● **Exercise details**: Pick up the blog post on Chris Grayling's reply about the prison system where it stops and write the next part.

● **Passage to read**:
Thursday, 18 September 2014

Grayling Responds!

Today's Guardian gives Chris Grayling the opportunity of responding to issues raised in this morning's blog:- 
Leftist critiques of the prison system bear no relation to reality
Prison is not meant to be comfortable. It’s not meant to be somewhere anyone would ever want to go back to. But the language being used by some pressure groups and commentators to talk about prisons bears little relation to reality.
I visit prisons regularly and get feedback from staff and inmates. I see a system which is adapting to deal with a much lower budget – like almost every other part of the public sector. The approach it is taking to deal with that pressure has been designed by governors and staff themselves – it seeks to find out where things are being done more cost-effectively across the prison estate and then to replicate that.
Despite this, our system is less overcrowded than it has been in a decade. Assault rates are lower than five years ago. We are bringing new employers into prison to provide work, in fields ranging from recycling to electrical-assembly to fashion. The number of hours of work in our prisons is rising steadily. So too are the numbers of prisoners studying for a qualification – and in youth-detention facilities we are doubling the amount of education done each week.
That is happening despite staff shortages in the south-east, where the buoyant labour market has created real recruitment pressure for us in the past six months – this at a time when there’s been a rise in the prison population – triggered in part by the rise in historic sex-abuse cases. We’re now recruiting 1,600 new officers to deal with that pressure.
It is happening despite the fact that we are housing far more violent offenders than we did a decade ago – and that institutions like HMP Isis, criticised for being violent, are dealing with the overspill of gang warfare from city streets.
The biggest failing of the current system, and one that I hear about regularly from prisoners, is the inadequate preparation for release, and the fact that short-sentence prisoners get no support when they leave. This is something we are now reforming, and when our probation changes come into force in a few weeks’ time, this situation will end, with the introduction of proper through-the-gate support for every prisoner.
The recent rise in self-inflicted deaths has been very unwelcome and unhappy. There has been no pattern to it – it has occurred in private prisons and public ones and in prisons where there have been staff reductions and others where there have been none. No one has been able to clearly identify a cause and the circumstances are all very different. Prison staff have put a huge amount of effort into tackling the problem – reducing these deaths is a top priority for us all.

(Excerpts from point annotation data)
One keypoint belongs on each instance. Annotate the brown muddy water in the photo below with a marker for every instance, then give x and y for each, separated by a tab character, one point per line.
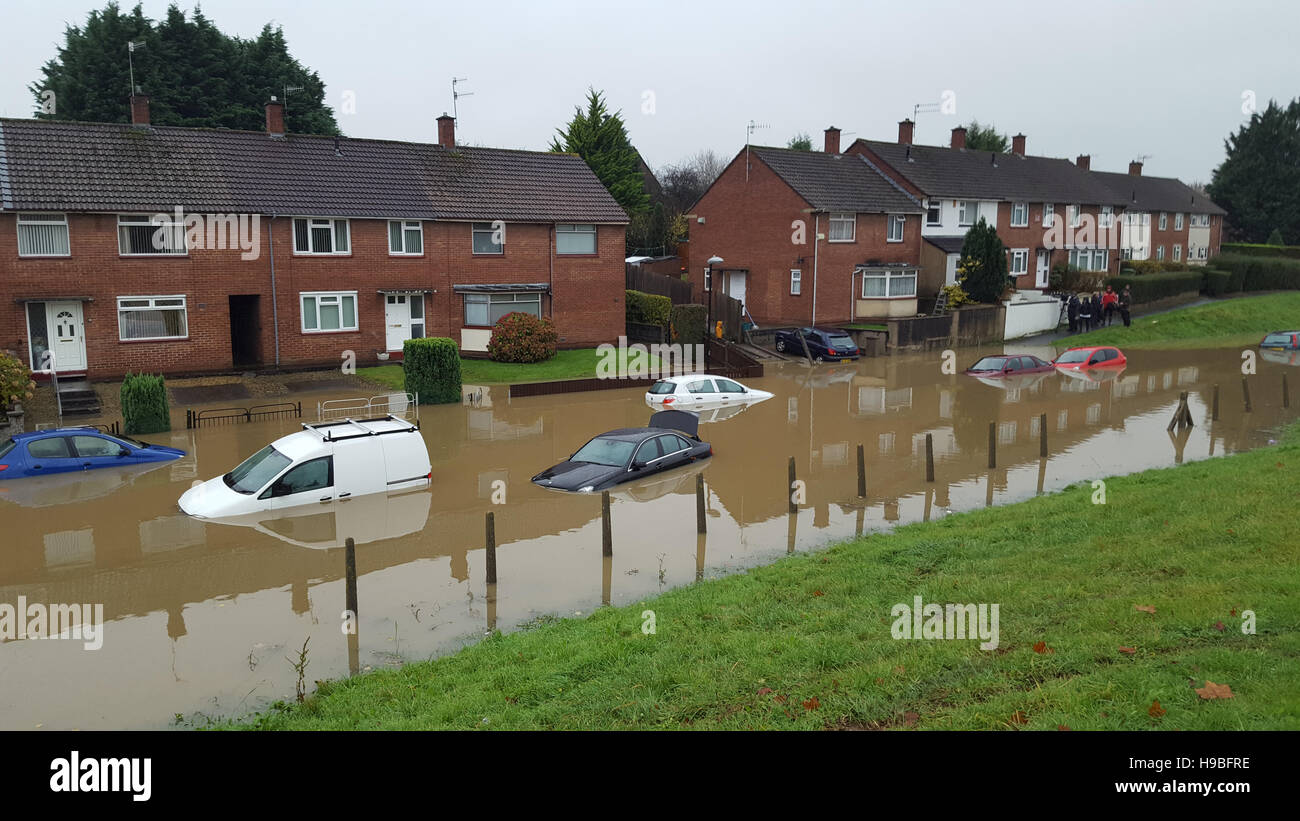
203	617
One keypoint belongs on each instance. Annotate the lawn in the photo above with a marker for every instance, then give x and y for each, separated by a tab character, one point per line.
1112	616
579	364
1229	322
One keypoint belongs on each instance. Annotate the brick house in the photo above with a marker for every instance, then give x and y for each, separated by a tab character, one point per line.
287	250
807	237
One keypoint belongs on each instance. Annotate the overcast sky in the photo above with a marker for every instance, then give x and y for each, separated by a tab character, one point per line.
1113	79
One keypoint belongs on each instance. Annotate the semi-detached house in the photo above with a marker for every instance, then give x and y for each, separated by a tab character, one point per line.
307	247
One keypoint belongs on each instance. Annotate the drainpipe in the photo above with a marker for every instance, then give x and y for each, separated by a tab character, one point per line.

---

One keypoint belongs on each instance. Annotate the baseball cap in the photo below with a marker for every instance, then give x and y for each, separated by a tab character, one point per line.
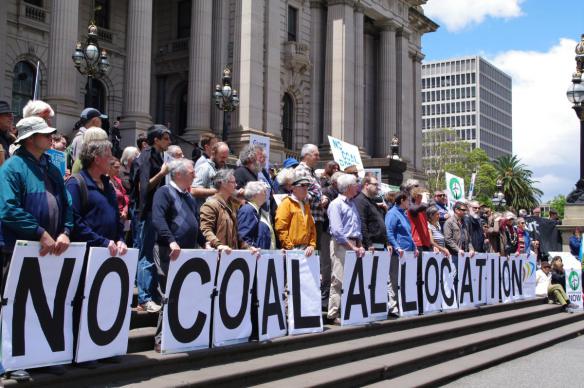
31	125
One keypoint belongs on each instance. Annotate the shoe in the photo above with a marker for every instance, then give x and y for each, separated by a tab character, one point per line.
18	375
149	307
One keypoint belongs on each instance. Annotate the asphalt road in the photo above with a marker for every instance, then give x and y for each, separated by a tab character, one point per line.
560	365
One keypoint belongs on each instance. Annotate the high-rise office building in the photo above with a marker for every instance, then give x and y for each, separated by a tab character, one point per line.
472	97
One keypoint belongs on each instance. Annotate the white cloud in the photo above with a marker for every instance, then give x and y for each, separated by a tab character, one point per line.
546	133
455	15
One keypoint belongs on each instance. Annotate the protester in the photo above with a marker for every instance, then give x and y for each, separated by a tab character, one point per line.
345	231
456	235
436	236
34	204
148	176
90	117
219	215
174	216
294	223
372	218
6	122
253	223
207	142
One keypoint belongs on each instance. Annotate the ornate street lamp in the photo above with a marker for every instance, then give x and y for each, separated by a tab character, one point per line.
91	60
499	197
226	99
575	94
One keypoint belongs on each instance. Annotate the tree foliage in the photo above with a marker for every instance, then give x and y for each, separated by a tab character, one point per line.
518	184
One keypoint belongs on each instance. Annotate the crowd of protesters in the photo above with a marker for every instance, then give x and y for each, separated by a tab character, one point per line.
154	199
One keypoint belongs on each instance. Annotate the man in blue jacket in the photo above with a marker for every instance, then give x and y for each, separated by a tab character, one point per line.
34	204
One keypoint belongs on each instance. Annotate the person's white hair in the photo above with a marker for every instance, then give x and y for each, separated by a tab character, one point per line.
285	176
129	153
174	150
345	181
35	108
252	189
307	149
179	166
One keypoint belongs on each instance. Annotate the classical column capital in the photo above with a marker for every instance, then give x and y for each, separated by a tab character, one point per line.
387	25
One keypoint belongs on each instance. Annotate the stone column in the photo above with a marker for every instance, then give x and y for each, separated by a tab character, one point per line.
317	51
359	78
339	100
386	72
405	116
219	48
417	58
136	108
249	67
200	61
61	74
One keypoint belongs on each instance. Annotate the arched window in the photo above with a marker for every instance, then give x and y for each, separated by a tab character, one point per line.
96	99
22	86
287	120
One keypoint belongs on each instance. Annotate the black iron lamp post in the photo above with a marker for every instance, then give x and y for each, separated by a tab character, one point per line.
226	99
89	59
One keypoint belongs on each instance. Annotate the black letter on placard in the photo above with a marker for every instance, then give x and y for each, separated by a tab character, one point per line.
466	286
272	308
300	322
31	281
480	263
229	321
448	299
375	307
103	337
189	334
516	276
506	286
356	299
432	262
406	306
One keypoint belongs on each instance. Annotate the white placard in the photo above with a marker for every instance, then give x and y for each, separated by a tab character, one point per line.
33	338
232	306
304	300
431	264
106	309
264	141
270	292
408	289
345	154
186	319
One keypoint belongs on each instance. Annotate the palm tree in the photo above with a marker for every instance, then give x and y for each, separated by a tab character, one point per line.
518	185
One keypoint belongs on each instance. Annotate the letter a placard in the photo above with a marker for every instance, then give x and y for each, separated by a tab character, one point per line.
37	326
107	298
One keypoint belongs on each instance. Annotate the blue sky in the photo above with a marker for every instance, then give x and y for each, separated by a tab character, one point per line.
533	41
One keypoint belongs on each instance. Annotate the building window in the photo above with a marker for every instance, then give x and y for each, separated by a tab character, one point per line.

---

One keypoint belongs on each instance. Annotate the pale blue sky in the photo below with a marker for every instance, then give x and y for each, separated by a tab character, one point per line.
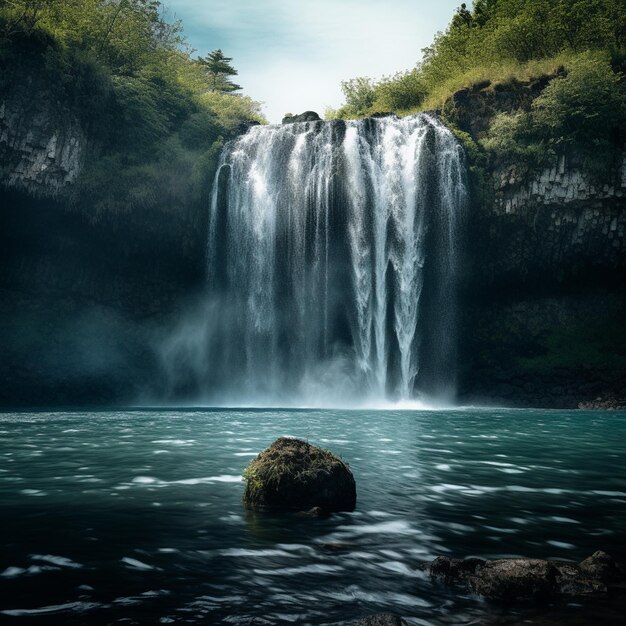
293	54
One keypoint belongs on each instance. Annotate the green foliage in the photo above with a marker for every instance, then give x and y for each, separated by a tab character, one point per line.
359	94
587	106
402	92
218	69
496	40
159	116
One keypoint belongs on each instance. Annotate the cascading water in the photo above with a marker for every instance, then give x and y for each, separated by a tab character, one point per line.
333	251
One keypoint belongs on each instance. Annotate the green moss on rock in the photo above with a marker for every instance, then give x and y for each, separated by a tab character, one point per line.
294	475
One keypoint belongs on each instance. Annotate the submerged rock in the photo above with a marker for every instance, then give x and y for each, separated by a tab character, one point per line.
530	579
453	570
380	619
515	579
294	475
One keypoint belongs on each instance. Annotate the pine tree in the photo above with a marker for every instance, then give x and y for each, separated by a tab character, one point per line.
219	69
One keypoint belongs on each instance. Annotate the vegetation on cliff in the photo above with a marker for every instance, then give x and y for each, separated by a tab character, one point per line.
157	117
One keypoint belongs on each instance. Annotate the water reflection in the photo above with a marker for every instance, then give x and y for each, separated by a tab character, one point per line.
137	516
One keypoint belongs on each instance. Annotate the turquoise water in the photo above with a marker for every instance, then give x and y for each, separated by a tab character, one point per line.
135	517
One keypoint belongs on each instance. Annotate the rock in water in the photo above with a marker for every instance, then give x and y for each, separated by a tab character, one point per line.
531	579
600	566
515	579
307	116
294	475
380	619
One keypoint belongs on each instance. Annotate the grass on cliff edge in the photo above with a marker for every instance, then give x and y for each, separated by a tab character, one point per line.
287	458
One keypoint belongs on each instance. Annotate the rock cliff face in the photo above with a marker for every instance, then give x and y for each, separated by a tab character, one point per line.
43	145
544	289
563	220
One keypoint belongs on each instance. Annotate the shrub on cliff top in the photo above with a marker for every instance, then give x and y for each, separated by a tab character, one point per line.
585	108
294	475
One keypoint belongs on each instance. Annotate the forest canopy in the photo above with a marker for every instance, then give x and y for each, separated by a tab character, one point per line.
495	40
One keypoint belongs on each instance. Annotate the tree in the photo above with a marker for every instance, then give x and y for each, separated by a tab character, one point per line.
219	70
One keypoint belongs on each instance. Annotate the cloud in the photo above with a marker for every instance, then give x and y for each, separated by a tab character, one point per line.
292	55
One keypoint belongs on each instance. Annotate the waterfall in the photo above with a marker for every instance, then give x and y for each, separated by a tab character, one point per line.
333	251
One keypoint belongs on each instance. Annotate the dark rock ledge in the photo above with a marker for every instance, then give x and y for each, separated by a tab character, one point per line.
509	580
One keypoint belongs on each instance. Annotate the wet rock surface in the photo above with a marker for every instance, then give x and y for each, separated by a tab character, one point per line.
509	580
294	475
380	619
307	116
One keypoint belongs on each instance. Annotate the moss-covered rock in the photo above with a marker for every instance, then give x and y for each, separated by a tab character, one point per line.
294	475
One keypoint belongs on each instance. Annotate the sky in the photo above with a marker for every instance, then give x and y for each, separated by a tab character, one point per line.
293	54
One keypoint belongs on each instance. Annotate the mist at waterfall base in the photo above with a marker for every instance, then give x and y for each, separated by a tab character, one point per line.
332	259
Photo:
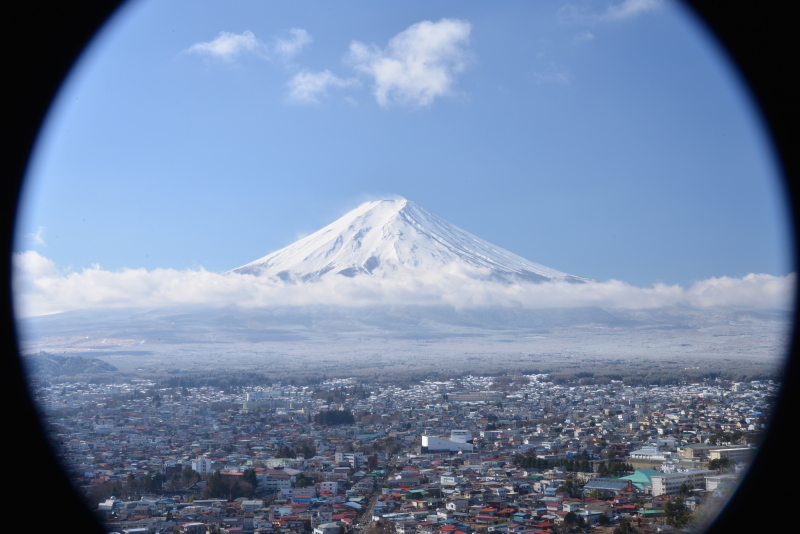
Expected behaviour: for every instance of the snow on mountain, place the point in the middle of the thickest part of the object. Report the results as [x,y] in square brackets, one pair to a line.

● **Result below**:
Although there has been no pattern to the suicides we have seen, they underline the need for the next stage in our planned reforms. For the past two decades, since care in the community rightly ended the era of big Victorian asylums, too many of those who would once have ended up in an institution like that are now ending up in our prisons. There they all too often are pushed into a general prison environment, where there is not the expertise to deal with them. This has to be addressed.
There is excellent work already being done. I thought it was ironic that Wormwood Scrubs was lambasted recently for being dirty as a result of prisoners throwing litter, but received no public praise for its excellent work on mental health.
We have also introduced reforms to identify mental-health problems in police stations, so that people can be diverted away from the justice system and into treatment.
But we can and should do much more. So when the Ministry of Justice completes work on the introduction of a proper through-the-gate resettlement and support service, I plan to focus our reform agenda on the mental-health issue.
I want to work with the Department of Health to concentrate expertise in a way that means we can deliver the best possible treatment. I want to see prisoners getting support that is every bit as good as that which they would receive from the NHS in the community. We will explore the best way to deliver this, which could include specialist centres for mental health within our criminal-justice system.
Improved resettlement and mentoring of offenders, more education and work in prisons, and a new focus on mental health in prisons – at a time when we are having to make cutbacks to meet our overall budget targets. The irony is that none of these happened under Labour in the years when money seemed not to be a problem. Those on the left attacking us now would do well to remember that.

26 comments:

  1. I had heard he was delusional now we have the evidence! Maybe that's why he is so keen on mental health services! And like all people who are delusional there are elements of truth in what he says - there is a real need for better 'through the gate' arrangements and more support for short term prisoners. However his 'condition' blocks his ability to see that his cuts in prison budgets & demolishing of probation is making a poor situation into a real crisis! Please Chris, its not too late see a doctor seek help but first resign , you know it makes sense! "Now tell me again what's the name of the Prim minister?"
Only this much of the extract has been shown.